* START Document extract *

Plaintiff's Complaint contains two categories of claims: a challenge to disciplinary proceedings against him and the resulting punishment, and constitutional challenges to the conditions of his confinement. Plaintiff's claims arising from the disciplinary proceedings are governed by 28 U.S.C. § 2241. These claims will be dismissed without prejudice to Plaintiff's ability to file a habeas action. The conditions of confinement claims are properly raised in a civil rights complaint, but because the Complaint is essentially a shotgun pleading-thirty-four pages challenging virtually every aspect of prison life without adequately connecting the conduct of the 30 defendants to the alleged violations of Plaintiff's constitutional rights, it does not survive initial review. If Plaintiff chooses to file an amended civil rights complaint, he should endeavor to follow the legal standards set forth herein, including the pleading requirement of Federal Rule of Civil Procedure 8(a)(2), which requires a plaintiff to set out a short and plain statement showing his entitlement to relief.

II. Discussion.

A. Standard of Review.

Where, as here, an inmate files a civil rights complaint against government officials, the Court screens the claims under 28 U.S.C. § 1915A. Under § 1915A, the Court must dismiss a prisoner civil action sua sponte “if the complaint ... is frivolous, malicious, or fails to state a claim on which relief may be granted.” 28 U.S.C. § 1915A(b). The complaint must contain “sufficient factual matter, accepted as true, to ‘state a claim for relief that is plausible on its face.'” Ashcroft v. Iqbal, 556 U.S. 662, 678 (2009) (quoting Bell Atl. Corp. v. Twombly, 550 U.S. 544, 570 (2007)). “A claim has facial plausibility when the plaintiff pleads factual content that allows the court to draw the reasonable inference that the defendant is liable for the misconduct alleged.” Id.

* END Document extract *

> [Directions]
According to the court opinion excerpt, which statute governs the plaintiff's claims arising from the disciplinary proceedings?

* START Records supplied *

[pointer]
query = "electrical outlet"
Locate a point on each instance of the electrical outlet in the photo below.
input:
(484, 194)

* END Records supplied *
* START Records supplied *

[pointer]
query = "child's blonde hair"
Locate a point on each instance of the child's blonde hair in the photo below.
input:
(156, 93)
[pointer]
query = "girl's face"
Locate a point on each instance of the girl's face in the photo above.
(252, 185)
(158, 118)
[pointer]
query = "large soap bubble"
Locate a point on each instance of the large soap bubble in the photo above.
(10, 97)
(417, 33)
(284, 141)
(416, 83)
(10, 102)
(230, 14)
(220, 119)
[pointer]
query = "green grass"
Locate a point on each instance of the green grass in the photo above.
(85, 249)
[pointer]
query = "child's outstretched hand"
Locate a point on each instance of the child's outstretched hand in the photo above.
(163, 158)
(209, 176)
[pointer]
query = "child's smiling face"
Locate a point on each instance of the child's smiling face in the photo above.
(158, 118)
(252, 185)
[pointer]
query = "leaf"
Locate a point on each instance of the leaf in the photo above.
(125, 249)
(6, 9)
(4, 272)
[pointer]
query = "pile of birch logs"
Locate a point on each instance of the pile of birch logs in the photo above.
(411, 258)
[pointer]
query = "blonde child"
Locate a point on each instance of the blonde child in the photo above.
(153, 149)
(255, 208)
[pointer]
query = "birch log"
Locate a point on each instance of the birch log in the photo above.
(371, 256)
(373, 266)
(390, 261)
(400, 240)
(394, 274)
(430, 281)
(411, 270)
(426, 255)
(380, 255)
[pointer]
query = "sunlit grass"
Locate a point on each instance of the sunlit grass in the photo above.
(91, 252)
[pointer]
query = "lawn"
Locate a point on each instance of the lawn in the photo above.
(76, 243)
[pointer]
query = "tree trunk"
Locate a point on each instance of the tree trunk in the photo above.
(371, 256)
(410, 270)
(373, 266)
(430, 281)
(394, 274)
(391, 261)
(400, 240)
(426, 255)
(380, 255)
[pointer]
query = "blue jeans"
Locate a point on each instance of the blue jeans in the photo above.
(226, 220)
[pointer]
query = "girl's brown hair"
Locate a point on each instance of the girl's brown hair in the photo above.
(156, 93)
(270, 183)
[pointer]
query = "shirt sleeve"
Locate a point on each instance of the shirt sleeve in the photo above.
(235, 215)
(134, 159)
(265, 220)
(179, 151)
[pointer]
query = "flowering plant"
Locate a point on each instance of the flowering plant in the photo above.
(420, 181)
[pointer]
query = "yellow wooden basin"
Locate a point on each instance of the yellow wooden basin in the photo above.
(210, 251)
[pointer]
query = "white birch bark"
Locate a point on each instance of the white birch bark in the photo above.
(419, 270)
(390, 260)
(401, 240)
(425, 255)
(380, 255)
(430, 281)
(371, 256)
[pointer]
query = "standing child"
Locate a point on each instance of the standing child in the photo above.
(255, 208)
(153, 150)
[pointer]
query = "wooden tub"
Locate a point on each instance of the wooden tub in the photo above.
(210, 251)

* END Records supplied *
* START Records supplied *

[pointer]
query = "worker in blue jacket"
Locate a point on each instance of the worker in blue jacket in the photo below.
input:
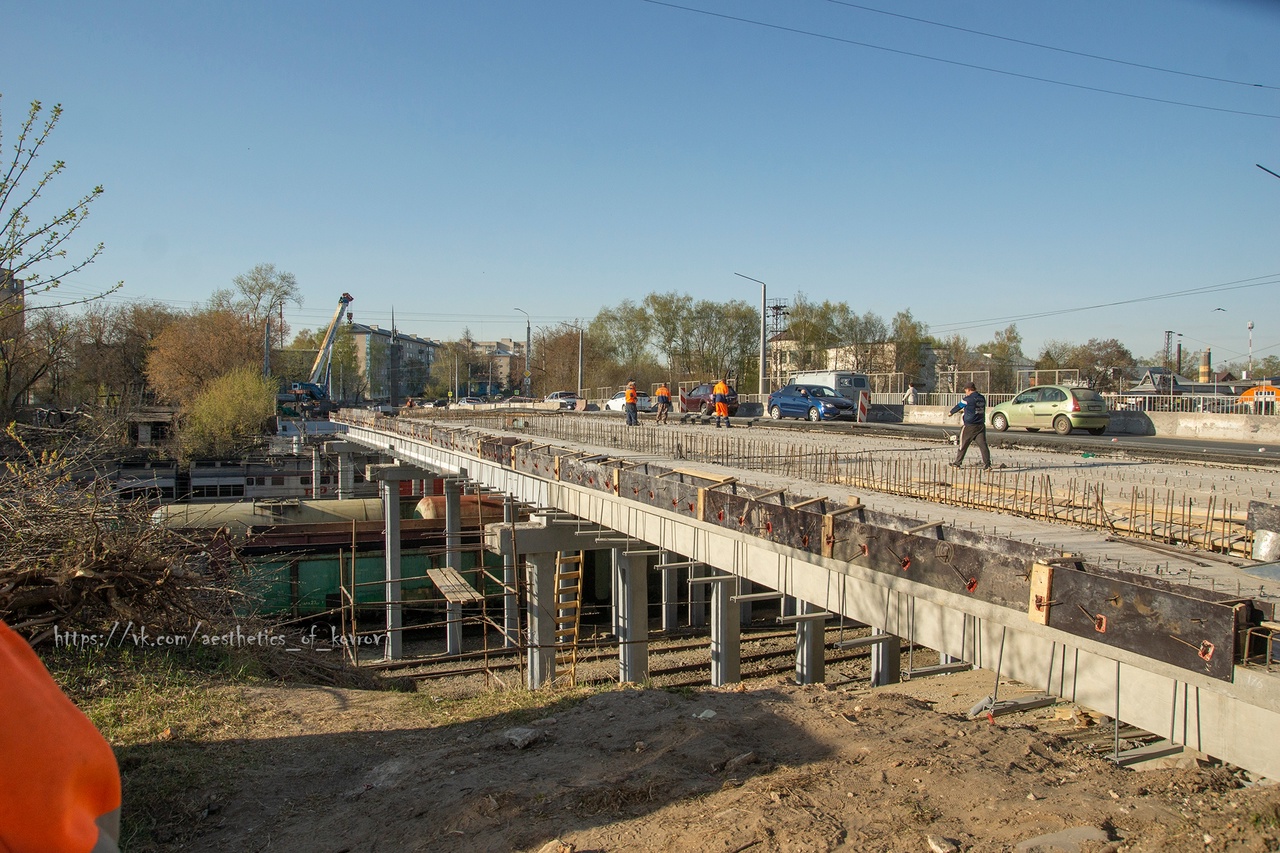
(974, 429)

* END Records supplied *

> [Response to this task]
28 U.S.C. § 2241